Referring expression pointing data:

※ ※ ※

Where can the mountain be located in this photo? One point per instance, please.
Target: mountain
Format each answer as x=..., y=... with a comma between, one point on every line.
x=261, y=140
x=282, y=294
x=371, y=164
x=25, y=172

※ ※ ※

**Activity:** Each line above must be output exactly as it stands.

**Solution below:**
Where can the mountain be located in this photo? One point per instance, please.
Target: mountain
Format each answer as x=..., y=... with a comma between, one point on every line.
x=261, y=140
x=282, y=294
x=371, y=164
x=25, y=172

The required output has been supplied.